Reproduce the listing below word for word, line by line, without changing anything.

== Exercise material ==

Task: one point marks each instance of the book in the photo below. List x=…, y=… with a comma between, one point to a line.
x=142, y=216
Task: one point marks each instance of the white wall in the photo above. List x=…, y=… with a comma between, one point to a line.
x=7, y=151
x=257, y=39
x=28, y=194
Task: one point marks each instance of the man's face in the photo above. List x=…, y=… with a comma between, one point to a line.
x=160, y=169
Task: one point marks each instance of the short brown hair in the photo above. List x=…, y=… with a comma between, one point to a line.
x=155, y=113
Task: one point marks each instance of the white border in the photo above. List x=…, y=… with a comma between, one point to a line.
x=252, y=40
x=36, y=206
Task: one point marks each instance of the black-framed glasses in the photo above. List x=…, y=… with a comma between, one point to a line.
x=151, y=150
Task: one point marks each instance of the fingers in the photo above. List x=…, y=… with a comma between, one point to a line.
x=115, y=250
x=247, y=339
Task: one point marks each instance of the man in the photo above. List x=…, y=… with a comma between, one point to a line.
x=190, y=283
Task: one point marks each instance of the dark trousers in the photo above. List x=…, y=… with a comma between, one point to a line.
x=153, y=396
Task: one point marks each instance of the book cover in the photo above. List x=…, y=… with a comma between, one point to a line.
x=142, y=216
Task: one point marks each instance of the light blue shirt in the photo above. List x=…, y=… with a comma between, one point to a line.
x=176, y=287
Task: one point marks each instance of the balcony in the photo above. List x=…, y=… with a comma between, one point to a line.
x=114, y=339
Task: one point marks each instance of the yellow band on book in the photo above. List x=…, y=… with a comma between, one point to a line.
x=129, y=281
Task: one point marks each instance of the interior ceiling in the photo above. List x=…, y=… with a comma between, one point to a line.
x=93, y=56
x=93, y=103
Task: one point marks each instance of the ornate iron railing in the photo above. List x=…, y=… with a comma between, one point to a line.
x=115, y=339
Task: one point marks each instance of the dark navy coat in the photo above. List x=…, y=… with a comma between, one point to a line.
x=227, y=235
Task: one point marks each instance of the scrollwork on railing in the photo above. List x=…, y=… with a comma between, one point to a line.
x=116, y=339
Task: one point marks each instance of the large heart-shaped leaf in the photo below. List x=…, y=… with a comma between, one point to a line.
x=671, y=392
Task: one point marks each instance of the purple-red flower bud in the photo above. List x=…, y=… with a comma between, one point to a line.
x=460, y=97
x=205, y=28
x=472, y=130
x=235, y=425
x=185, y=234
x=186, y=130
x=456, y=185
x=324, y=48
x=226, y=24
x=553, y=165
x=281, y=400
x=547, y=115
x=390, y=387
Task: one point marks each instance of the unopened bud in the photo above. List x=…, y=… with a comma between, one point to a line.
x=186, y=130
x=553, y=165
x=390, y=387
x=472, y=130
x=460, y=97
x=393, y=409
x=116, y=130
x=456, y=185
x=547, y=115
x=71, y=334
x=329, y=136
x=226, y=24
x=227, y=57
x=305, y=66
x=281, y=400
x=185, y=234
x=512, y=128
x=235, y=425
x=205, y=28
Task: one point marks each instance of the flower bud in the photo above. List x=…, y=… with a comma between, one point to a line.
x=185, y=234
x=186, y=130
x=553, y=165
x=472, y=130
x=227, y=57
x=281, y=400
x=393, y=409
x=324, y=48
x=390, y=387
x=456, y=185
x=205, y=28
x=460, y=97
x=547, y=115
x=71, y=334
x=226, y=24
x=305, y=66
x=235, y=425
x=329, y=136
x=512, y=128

===

▸ Task output:
Task: one point marks each instance of the book in the photo below. List x=…, y=… with a comma between, one point to a line.
x=142, y=216
Task: one point marks each instance of the white wall in the photo above. List x=…, y=… with a comma between, one point to a line.
x=7, y=151
x=257, y=39
x=28, y=194
Task: one point marks each instance of the man's face in the photo above. List x=…, y=… with a comma between, one point to a line.
x=160, y=169
Task: one point marks each instance of the short brown hair in the photo above. List x=…, y=… with a comma between, one point to a line.
x=155, y=113
Task: one point marks each instance of the white border in the photo above. List x=…, y=… with a comma between, one point to a line.
x=252, y=40
x=36, y=206
Task: one point marks each instance of the black-framed glasses in the photo above. List x=…, y=… with a comma between, one point to a line.
x=151, y=150
Task: one point marks each instance of the fingers in the photo above. List x=…, y=… with a comma between, one point to a line.
x=115, y=250
x=247, y=339
Task: one point marks each instance of the man in the photo above. List x=…, y=… with a comma between, one point to a line.
x=190, y=283
Task: one point marks each instance of the dark trousers in the photo above. List x=…, y=… with a comma between, one point to a line.
x=153, y=396
Task: one point marks each instance of the book cover in the photo above. List x=…, y=… with a comma between, one point to a line.
x=142, y=216
Task: one point marks each instance of the light blue shirt in the photo above. List x=…, y=… with a comma between, one point to a line.
x=176, y=287
Task: one point marks each instance of the balcony in the photo above. List x=…, y=… with a comma between, one point to a line.
x=114, y=339
Task: one point marks each instance of the yellow band on book in the photo above. List x=…, y=… with a comma between, one point to a line.
x=129, y=281
Task: one point marks each instance of the interior ceiling in the photo above. List x=…, y=… with a comma between, one point to a line.
x=93, y=56
x=93, y=103
Task: one point marks each instance of the ornate iron railing in the photo above. List x=…, y=… with a comma between, one point to a line.
x=115, y=339
Task: one point marks each instance of the dark navy coat in the photo above. List x=…, y=… with a comma between, one point to a line.
x=227, y=235
Task: one point marks each instance of the scrollwork on railing in the photo above. List x=…, y=… with a comma between, one point to a line.
x=116, y=339
Task: one point marks each instance of the large heart-shaped leaf in the photo below. List x=…, y=… with a comma between, one point to a line.
x=671, y=392
Task: one point marks each instance of the purple-red flower bud in the photo above. List x=…, y=… with a comma between, one point to a line.
x=460, y=97
x=205, y=28
x=472, y=130
x=235, y=425
x=185, y=234
x=186, y=130
x=456, y=185
x=324, y=48
x=226, y=24
x=553, y=165
x=281, y=400
x=547, y=115
x=390, y=387
Task: one point marks each instance of the unopened bud in the photo above. List x=…, y=… with a comma between, one point to a line.
x=186, y=130
x=553, y=165
x=390, y=387
x=472, y=130
x=460, y=97
x=393, y=409
x=116, y=130
x=456, y=185
x=547, y=115
x=71, y=334
x=329, y=136
x=226, y=24
x=227, y=57
x=305, y=66
x=281, y=400
x=185, y=234
x=512, y=128
x=235, y=425
x=205, y=28
Task: one point marks each instance of the flower bud in the photo above. List x=…, y=… with a comma between, one point to a line.
x=185, y=234
x=186, y=130
x=553, y=165
x=472, y=130
x=227, y=57
x=281, y=400
x=393, y=409
x=324, y=48
x=390, y=387
x=456, y=185
x=205, y=28
x=460, y=97
x=547, y=115
x=71, y=334
x=226, y=24
x=305, y=66
x=235, y=425
x=329, y=136
x=512, y=128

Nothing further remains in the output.